──────── Extract
- The Food and Drug Administration will launch a website Thursday to put brand drug manufacturers on notice if they block generic competition as part of President Donald Trump's plan to tackle high drug prices, Commissioner Scott Gottlieb said this week.
- The site, to be updated on a continuous basis, aims to curb the practice of branded manufacturers limiting access to samples generic drugmakers need to develop copies.
- The FDA received more than 150 letters from generic drugmakers about difficulties accessing product samples from brand manufacturers, according to HHS Secretary Alex Azar. Some brand manufacturers use Risk Evaluation and Mitigation Strategy (REMS) programs or specialty distribution programs to keep samples out of the hands of generic drugmakers.
On the heels of President Trump's remarks last week, Gottlieb is pushing forward with the first steps of a plan to increase competition with the aim of lowering drug prices, described in briefings with reporters on Monday and Tuesday at HHS and at the Alliance for Health Policy.
────────────────
──────── Information given
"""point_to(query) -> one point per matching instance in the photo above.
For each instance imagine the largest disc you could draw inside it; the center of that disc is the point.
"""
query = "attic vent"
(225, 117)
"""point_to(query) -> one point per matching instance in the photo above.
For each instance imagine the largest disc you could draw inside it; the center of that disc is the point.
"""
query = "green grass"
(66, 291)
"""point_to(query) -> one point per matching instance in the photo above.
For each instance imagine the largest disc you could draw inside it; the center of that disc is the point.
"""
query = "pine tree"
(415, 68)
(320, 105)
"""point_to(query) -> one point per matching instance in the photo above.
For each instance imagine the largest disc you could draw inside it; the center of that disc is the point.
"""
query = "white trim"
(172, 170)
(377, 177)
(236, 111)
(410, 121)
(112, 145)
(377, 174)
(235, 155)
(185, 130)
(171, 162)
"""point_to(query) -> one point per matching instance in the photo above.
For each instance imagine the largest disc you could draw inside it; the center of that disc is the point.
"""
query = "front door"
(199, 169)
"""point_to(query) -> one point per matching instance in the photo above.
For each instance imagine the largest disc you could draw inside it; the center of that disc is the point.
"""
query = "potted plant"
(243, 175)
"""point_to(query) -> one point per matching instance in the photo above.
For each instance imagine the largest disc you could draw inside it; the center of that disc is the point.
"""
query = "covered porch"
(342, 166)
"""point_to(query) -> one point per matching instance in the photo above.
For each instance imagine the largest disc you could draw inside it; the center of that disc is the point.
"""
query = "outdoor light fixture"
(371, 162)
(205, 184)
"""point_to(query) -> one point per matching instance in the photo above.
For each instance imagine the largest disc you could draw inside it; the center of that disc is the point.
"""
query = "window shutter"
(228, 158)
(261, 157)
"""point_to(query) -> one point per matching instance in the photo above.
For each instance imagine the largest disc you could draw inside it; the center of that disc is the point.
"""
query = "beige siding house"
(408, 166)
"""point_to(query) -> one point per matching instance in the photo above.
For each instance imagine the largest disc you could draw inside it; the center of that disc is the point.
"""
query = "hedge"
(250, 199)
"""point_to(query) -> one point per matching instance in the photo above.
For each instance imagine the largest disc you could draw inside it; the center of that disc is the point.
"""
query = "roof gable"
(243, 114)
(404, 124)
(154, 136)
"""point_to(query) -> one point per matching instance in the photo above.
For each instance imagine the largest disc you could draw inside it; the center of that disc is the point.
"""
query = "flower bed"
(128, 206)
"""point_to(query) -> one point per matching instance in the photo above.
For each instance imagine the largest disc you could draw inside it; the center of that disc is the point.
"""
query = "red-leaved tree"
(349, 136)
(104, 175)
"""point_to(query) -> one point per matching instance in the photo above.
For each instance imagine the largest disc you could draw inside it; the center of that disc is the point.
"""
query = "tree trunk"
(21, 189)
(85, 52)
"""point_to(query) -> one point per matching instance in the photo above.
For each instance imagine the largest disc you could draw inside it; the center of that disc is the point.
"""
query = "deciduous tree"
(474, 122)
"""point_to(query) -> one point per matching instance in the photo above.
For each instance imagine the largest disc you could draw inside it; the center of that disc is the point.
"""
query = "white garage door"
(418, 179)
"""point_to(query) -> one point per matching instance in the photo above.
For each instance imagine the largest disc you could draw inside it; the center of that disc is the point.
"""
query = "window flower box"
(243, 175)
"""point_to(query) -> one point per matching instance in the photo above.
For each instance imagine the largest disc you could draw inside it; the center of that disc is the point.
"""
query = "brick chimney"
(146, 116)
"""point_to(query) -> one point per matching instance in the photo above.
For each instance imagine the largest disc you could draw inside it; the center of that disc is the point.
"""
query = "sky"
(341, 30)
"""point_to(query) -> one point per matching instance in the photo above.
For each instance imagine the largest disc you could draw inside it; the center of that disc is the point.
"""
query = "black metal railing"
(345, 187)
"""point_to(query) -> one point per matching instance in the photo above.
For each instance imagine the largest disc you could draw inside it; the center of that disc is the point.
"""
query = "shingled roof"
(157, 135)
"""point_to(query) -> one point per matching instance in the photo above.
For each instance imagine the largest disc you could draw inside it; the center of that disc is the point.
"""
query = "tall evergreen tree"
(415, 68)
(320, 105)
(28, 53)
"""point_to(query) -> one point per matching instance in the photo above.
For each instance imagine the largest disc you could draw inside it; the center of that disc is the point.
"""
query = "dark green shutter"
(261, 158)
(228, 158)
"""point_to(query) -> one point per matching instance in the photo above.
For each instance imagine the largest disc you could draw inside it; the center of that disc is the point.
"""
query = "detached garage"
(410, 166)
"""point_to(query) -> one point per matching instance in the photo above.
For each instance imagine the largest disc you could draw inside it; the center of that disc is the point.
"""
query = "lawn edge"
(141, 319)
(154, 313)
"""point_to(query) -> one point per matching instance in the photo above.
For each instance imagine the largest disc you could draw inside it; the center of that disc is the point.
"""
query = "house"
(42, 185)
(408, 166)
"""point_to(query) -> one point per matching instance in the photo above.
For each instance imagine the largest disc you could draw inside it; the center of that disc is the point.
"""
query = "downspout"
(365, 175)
────────────────
──────── Information given
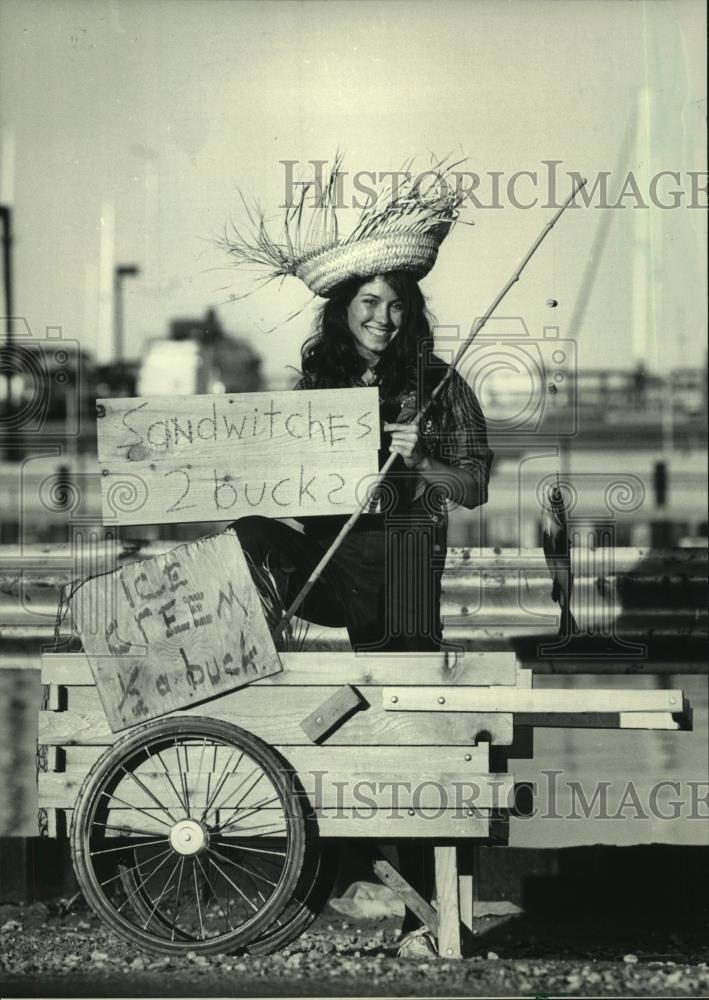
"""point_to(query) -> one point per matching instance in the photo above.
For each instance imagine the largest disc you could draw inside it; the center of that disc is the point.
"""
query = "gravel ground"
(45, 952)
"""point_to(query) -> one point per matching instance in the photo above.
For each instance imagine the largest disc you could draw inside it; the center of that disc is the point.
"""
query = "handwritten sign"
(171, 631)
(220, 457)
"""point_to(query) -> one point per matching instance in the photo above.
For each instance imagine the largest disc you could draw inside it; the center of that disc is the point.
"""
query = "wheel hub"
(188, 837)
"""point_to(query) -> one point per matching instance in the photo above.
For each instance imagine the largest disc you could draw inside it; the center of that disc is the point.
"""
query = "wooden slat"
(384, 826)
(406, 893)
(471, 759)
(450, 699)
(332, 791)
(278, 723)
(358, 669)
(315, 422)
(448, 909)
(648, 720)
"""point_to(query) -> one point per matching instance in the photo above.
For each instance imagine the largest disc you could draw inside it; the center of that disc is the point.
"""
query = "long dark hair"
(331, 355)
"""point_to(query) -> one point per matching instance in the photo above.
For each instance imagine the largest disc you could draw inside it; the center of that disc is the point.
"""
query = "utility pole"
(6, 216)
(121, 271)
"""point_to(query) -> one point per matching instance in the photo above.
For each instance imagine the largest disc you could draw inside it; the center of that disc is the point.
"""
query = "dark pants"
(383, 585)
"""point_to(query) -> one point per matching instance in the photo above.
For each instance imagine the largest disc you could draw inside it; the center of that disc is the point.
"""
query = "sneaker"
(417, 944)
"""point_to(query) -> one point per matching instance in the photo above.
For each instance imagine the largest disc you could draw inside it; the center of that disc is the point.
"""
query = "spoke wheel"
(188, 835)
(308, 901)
────────────────
▸ What the exercise asks:
Answer these questions about the FDA article:
(a) How many letters did the FDA get from generic drugmakers about trouble accessing product samples?
(b) What two kinds of programs do some brand manufacturers use to keep samples away from generic drugmakers?
(c) At what two places were the briefings with reporters held?

▸ Output:
(a) More than 150.
(b) Risk Evaluation and Mitigation Strategy (REMS) programs and specialty distribution programs.
(c) At HHS and at the Alliance for Health Policy.